### Work to complete:
Pick every line from the data below that contains the string "turtle" and copy it.
┌──
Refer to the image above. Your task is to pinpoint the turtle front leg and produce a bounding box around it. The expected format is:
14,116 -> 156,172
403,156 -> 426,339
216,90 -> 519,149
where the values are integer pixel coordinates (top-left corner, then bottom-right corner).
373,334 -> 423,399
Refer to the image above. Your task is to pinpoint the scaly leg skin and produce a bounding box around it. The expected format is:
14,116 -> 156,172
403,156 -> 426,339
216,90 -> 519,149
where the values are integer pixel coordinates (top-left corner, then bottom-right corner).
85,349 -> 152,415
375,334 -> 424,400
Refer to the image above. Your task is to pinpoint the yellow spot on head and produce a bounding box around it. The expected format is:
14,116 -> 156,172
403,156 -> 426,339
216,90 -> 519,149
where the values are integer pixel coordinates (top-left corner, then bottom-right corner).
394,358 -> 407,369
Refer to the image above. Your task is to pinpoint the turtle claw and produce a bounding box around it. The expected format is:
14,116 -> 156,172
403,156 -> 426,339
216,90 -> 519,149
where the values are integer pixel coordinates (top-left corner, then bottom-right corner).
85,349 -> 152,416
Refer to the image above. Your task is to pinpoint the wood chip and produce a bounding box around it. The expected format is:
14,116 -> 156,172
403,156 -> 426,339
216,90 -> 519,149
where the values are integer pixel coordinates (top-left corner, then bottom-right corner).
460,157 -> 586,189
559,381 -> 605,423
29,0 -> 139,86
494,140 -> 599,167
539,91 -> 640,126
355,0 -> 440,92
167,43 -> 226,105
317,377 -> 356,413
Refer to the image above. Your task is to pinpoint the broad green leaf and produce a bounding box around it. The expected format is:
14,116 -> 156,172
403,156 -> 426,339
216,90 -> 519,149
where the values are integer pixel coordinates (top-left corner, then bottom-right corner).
└──
┌──
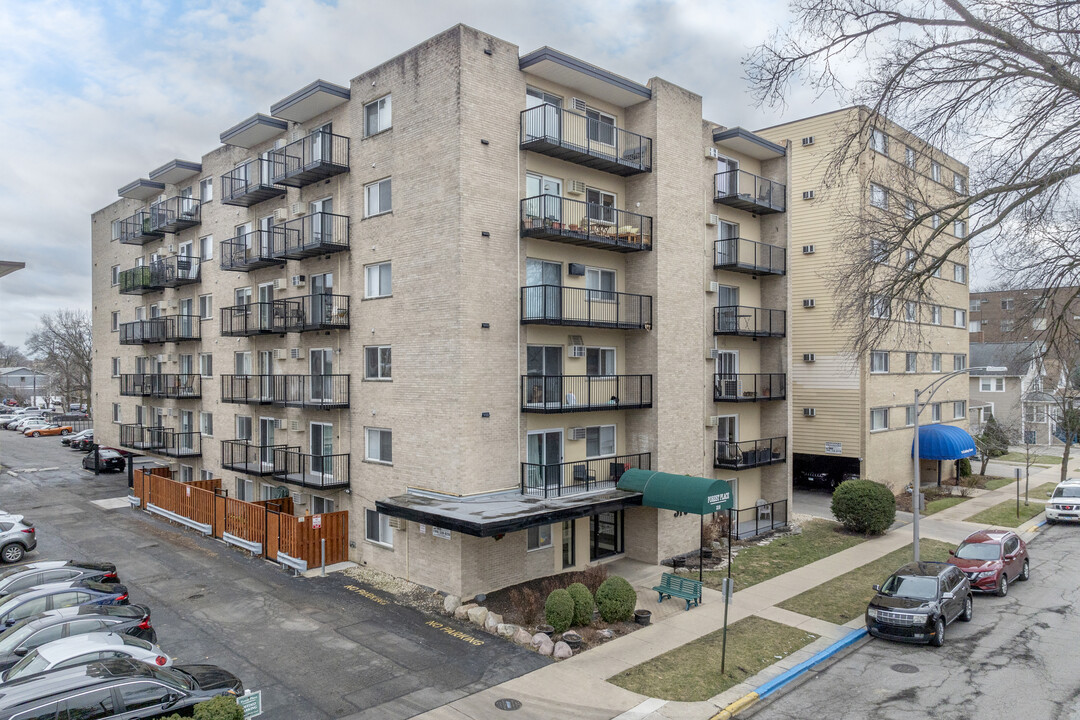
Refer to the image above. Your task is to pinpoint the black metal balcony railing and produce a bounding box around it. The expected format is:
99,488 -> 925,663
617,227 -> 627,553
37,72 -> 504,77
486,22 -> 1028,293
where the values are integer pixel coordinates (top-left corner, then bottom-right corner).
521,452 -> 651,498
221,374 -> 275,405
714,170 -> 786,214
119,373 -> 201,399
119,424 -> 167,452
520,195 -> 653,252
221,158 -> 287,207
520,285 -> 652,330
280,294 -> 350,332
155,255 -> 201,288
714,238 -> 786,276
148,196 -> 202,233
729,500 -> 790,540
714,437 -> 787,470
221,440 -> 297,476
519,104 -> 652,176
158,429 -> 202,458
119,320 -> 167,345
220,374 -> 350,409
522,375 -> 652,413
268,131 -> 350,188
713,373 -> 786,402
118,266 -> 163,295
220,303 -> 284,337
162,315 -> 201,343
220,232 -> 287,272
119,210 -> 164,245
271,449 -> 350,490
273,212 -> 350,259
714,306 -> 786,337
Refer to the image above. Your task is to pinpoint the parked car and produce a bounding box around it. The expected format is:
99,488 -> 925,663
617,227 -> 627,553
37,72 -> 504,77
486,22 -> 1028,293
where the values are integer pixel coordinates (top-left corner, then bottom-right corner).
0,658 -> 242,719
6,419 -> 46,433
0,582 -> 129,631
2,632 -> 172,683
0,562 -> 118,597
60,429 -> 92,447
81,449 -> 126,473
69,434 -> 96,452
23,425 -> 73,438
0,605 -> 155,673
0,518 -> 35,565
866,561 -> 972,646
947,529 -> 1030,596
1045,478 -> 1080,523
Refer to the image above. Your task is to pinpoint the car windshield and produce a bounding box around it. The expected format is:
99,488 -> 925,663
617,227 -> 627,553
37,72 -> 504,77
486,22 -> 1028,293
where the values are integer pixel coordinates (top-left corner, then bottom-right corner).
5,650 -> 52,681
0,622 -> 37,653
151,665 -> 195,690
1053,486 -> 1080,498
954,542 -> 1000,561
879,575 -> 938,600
└──
### Answer for the task:
Refer to the image above. Your task is to pinpoint the turtle front leg and produce a bounding box around it. The expected format is:
Refer to the image above. Your task is to pinpoint the turtle claw and produce a bounding box around it. The expected format is:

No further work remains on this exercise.